__Job 1__
In the records, take the lines from the one containing "Wanted = one point per instance on the tree trunk" through the end of the records and format them as a JSON list of strings, one string per line, with blank lines omitted.

■ ■ ■ ■

I have the TeraPump TRFA01 as well. Be sure to check/clean the battery contacts frequently. They tend to corrode. It is not a battery issue, since the batteries test fine but won't work until the contacts are cleaned.


----------



## Oneacer (Jan 3, 2011)

I've been using mine for a couple years now, original D alkaline batteries still in it....... I should have done it many years ago.


----------



## BullFrog (Oct 14, 2015)

I still fill up my OPE just like my dad did - pick up the gas jug and pour. So far so good.


----------



## Oneacer (Jan 3, 2011)

Yeah, I use to do it that way also now I just turn on the pump like the gas station .... Easy, peasy ... Perfect everytime, not a drop spilled, no more lifting.


----------



## BullFrog (Oct 14, 2015)

The same for me.


----------



## Hollowpoint (Oct 20, 2021)

Bought the 5gal container 2021 to get non-eth fuel and found needed to pour it into 1.5 gal to fill equipment. Grade 3 separated shoulder plus age....this pump looks like a good solution. Does the cold bother/matter to the batteries?


----------



## Plan - B (May 3, 2021)

I, always use 2 1/2 gal cans. Not very heavy to pic up. Now if there was a can with a good pour spout.


----------



## Beanhead (Oct 17, 2021)

Plan - B said:


> I, always use 2 1/2 gal cans. Not very heavy to pic up. Now if there was a can with a good pour spout.










This is what I am giving a try along with the battery powered pump.


----------



## ou2mame (Dec 23, 2019)

harbor freight has one of those liquid pumps. I think I paid like 8 bucks for it and its great. I use it to empty out my motorcycle gas tank or fill/empty my snowblowers and everything else. It works really well and its dirt cheap.


----------



## tlc1976 (Dec 24, 2021)

I just lift my 5 gallon can. Weighs about the same as a 40 lb bag of pellets which I haul into the house daily. But I use the old style blitz cans with the simple yellow cap and no funky apparatus.

■ ■ ■ ■

__Job 2__
Condense the paragraph in the forum thread that begins "harbor freight has one of those liquid pumps" into a shorter version that keeps its main facts.

__Source data__

■ ■ ■ ■

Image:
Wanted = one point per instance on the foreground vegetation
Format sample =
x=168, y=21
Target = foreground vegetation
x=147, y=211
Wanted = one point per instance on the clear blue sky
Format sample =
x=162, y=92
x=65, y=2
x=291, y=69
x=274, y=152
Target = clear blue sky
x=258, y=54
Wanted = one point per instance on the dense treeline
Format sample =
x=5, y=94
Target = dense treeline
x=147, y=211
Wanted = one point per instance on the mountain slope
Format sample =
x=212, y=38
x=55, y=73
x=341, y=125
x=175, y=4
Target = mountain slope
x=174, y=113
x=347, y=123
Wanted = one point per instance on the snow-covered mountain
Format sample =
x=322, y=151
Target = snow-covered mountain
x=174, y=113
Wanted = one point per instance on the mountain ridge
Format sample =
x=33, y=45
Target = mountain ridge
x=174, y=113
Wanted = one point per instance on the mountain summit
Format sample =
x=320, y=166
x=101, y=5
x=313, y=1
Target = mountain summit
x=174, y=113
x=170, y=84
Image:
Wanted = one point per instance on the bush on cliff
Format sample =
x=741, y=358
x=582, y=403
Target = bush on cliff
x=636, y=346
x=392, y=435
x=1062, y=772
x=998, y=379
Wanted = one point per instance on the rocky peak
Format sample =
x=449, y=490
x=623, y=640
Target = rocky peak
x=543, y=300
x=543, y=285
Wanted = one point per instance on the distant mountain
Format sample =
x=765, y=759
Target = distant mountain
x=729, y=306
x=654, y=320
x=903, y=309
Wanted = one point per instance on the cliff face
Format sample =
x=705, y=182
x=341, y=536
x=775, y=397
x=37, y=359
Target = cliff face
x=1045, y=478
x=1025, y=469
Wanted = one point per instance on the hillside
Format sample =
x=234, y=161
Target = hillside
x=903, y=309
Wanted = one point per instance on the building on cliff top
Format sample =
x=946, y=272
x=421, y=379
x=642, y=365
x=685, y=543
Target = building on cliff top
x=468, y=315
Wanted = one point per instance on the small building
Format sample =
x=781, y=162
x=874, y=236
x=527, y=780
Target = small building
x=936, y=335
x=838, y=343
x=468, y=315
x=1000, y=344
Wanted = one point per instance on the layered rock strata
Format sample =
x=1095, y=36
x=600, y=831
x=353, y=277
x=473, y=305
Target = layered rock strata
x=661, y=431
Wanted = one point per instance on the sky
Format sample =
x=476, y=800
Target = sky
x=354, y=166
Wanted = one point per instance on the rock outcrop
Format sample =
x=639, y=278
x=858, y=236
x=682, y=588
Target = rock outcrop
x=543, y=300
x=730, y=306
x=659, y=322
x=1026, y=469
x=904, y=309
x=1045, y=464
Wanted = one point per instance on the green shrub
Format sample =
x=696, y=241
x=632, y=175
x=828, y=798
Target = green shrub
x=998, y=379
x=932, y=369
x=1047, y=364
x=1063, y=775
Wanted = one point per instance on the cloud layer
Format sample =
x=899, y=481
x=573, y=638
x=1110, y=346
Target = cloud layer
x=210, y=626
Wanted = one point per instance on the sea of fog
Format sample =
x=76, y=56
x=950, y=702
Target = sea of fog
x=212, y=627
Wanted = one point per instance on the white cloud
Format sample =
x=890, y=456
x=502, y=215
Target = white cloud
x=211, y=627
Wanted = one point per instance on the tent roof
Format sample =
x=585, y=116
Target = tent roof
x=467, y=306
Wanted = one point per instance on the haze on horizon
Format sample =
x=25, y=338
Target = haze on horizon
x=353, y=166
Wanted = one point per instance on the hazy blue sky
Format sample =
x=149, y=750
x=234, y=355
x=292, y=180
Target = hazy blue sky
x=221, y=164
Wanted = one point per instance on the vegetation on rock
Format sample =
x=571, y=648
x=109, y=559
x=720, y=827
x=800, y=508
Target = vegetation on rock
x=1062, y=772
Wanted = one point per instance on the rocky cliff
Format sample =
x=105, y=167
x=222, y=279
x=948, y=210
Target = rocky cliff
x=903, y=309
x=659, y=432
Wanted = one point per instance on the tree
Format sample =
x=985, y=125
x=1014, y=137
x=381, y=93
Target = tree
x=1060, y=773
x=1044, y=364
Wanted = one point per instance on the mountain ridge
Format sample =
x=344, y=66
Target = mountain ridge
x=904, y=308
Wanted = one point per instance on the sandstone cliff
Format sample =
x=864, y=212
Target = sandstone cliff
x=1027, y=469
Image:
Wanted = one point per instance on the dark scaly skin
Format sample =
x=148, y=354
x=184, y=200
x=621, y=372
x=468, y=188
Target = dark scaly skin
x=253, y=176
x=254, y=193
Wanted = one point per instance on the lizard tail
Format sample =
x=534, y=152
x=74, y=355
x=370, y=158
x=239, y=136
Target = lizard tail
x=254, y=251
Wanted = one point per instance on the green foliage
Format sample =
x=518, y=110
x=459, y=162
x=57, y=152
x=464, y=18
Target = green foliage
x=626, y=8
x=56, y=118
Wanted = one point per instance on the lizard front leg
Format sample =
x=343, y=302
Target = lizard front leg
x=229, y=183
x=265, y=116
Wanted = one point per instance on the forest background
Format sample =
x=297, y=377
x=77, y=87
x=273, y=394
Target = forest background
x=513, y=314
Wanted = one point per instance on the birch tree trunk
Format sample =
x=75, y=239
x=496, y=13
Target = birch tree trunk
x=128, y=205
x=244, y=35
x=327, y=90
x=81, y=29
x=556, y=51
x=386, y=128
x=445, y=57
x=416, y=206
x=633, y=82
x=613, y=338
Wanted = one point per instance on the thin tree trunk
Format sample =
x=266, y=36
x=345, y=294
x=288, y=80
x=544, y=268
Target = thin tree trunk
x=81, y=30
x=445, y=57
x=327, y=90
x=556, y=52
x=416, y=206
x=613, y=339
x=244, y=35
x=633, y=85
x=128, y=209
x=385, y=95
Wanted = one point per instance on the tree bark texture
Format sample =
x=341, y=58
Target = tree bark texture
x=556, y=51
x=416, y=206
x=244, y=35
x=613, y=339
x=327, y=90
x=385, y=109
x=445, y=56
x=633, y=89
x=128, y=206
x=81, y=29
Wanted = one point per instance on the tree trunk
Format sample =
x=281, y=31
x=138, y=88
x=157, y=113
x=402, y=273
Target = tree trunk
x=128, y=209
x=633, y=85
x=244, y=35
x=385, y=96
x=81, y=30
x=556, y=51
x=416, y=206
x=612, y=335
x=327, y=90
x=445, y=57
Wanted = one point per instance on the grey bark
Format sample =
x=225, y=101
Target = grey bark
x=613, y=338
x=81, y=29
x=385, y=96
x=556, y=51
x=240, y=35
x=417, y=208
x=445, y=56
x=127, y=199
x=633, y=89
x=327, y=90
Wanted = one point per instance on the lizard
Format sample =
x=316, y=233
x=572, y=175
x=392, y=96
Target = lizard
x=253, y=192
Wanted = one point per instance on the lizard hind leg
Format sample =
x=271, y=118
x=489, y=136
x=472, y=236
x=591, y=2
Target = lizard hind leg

■ ■ ■ ■

__Correct output 1__
[
  "Wanted = one point per instance on the tree trunk",
  "Format sample =",
  "x=281, y=31",
  "x=138, y=88",
  "x=157, y=113",
  "x=402, y=273",
  "Target = tree trunk",
  "x=128, y=209",
  "x=633, y=85",
  "x=244, y=35",
  "x=385, y=96",
  "x=81, y=30",
  "x=556, y=51",
  "x=416, y=206",
  "x=612, y=335",
  "x=327, y=90",
  "x=445, y=57",
  "Wanted = one point per instance on the grey bark",
  "Format sample =",
  "x=225, y=101",
  "Target = grey bark",
  "x=613, y=338",
  "x=81, y=29",
  "x=385, y=96",
  "x=556, y=51",
  "x=240, y=35",
  "x=417, y=208",
  "x=445, y=56",
  "x=127, y=199",
  "x=633, y=89",
  "x=327, y=90",
  "Wanted = one point per instance on the lizard",
  "Format sample =",
  "x=316, y=233",
  "x=572, y=175",
  "x=392, y=96",
  "Target = lizard",
  "x=253, y=192",
  "Wanted = one point per instance on the lizard hind leg",
  "Format sample =",
  "x=271, y=118",
  "x=489, y=136",
  "x=472, y=236",
  "x=591, y=2",
  "Target = lizard hind leg"
]

__Correct output 2__
Harbor Freight sells a liquid pump that cost the writer about $8. It works very well for emptying a motorcycle gas tank and for filling or emptying snowblowers and other equipment, and it is very cheap.